** begin Data in this exercise **
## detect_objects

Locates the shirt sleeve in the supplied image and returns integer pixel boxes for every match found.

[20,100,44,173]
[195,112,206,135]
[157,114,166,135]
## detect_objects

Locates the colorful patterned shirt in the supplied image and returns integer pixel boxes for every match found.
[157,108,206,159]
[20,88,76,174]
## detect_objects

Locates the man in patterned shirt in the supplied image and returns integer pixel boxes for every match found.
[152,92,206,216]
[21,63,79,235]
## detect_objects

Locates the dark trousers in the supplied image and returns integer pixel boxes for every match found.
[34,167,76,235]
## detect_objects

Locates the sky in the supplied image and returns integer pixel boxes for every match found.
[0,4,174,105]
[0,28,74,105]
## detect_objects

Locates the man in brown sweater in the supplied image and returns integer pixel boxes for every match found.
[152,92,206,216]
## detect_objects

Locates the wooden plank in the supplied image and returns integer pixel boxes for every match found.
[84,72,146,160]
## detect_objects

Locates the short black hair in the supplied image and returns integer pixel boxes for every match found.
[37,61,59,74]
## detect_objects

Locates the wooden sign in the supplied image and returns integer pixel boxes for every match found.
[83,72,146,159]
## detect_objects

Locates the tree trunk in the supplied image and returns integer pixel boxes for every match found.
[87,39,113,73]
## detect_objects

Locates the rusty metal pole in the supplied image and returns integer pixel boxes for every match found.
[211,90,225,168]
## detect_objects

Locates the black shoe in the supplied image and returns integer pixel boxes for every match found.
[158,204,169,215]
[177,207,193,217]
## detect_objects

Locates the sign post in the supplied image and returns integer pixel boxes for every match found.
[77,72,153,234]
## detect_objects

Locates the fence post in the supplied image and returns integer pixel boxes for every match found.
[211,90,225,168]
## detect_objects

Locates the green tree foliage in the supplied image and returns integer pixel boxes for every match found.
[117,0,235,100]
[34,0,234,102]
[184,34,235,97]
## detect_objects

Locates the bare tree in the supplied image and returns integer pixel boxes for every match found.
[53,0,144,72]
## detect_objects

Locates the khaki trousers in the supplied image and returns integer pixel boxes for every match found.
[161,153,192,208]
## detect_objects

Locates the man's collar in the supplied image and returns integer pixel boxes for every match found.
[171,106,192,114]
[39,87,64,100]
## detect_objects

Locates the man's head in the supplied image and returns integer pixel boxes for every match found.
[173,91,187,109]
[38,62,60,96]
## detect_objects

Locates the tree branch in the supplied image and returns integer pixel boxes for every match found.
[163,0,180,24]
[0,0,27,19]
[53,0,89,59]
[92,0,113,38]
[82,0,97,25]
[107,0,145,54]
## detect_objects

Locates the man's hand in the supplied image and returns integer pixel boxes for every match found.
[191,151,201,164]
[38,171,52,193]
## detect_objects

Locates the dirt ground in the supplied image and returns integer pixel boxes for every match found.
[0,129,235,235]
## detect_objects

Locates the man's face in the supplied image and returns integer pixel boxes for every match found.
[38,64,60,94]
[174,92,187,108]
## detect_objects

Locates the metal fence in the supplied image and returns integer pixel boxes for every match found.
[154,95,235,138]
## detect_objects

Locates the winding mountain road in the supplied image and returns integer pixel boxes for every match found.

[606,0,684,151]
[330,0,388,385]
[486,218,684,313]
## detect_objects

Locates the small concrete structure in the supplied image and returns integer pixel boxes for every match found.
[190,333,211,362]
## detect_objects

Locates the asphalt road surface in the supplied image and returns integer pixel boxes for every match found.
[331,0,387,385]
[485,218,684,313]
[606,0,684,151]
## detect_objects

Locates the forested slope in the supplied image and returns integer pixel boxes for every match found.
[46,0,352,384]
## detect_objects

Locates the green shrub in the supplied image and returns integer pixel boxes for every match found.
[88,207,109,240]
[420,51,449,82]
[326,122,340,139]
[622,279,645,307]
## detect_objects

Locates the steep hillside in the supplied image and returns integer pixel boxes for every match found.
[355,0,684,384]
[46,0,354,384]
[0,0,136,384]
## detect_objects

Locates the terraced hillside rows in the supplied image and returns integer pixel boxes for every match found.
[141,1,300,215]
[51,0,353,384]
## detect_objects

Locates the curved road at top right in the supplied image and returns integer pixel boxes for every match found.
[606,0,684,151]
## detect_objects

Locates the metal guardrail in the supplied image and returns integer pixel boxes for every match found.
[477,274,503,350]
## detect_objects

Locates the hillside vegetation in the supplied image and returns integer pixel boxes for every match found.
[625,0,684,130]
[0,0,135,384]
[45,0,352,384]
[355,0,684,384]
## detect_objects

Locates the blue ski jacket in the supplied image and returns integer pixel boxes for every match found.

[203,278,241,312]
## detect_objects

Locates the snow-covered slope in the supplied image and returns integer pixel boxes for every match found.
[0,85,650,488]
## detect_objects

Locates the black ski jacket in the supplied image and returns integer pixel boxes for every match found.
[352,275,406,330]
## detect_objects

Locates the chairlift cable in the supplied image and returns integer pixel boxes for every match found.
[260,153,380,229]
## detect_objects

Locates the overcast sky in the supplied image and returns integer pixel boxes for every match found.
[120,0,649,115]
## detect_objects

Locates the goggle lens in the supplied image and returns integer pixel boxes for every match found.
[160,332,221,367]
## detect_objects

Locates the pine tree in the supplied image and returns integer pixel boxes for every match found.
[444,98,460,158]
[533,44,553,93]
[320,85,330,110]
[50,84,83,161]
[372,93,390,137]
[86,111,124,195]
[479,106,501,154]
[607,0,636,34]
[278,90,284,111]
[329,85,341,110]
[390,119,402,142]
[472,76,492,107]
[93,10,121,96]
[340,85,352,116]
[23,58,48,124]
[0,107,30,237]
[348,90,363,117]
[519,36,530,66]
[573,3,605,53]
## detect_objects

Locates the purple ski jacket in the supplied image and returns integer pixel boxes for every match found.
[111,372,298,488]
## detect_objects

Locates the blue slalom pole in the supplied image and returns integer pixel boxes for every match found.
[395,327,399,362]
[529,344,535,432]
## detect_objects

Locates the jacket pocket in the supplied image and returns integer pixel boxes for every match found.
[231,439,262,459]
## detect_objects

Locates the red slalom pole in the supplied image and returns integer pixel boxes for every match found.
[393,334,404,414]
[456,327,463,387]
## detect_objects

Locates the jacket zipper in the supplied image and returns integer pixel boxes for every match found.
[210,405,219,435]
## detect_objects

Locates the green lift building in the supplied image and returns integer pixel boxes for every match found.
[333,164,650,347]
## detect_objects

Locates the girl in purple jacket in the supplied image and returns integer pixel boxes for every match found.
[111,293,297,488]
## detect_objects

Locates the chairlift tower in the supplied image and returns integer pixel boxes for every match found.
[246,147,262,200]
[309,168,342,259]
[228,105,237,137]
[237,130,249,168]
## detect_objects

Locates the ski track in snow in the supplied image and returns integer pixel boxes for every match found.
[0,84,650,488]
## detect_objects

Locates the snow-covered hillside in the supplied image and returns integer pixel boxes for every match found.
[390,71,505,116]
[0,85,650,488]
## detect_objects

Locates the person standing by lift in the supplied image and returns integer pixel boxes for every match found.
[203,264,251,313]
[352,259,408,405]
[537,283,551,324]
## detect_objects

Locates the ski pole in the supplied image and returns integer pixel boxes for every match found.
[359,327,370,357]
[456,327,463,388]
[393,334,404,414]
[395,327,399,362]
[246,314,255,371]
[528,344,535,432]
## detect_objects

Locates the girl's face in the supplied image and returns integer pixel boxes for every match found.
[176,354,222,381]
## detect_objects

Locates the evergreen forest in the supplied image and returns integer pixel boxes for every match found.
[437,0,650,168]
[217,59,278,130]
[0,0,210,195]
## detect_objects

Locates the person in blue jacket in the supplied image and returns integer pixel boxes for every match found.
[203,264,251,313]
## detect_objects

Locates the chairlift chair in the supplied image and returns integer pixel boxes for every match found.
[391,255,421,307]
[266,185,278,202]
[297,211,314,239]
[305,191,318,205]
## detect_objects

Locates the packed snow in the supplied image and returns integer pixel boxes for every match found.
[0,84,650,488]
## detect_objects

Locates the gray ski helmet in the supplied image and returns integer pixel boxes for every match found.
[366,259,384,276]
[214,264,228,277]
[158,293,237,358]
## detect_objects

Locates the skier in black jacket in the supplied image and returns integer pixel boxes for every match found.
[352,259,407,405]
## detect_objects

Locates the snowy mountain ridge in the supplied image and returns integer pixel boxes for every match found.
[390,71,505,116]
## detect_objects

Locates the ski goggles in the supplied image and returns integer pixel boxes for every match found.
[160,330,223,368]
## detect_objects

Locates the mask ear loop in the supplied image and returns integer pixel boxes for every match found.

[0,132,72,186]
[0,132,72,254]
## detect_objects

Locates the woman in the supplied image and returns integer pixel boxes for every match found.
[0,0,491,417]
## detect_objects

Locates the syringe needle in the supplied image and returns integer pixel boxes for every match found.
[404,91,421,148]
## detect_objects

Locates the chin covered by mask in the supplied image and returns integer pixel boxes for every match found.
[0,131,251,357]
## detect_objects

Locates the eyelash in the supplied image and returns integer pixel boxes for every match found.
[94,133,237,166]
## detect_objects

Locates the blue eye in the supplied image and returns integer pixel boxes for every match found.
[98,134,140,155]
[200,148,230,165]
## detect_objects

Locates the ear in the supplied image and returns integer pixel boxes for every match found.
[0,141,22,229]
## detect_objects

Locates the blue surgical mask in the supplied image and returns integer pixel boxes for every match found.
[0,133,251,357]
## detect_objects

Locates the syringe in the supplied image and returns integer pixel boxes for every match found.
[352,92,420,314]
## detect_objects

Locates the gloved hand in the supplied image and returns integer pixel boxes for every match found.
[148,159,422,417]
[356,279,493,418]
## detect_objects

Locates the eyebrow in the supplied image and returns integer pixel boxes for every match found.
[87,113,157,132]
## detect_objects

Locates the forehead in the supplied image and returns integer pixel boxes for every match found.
** end Data in this exercise **
Description of the task: Report every line in the items above that contains the string "post", copying each such line in full. Treat the match as case-sensitive.

Exercise answer:
Locates the sign post in the supplied image and returns integer pixel boxes for every match found.
Locates the fence post in the supplied image and returns integer pixel boxes for every match found.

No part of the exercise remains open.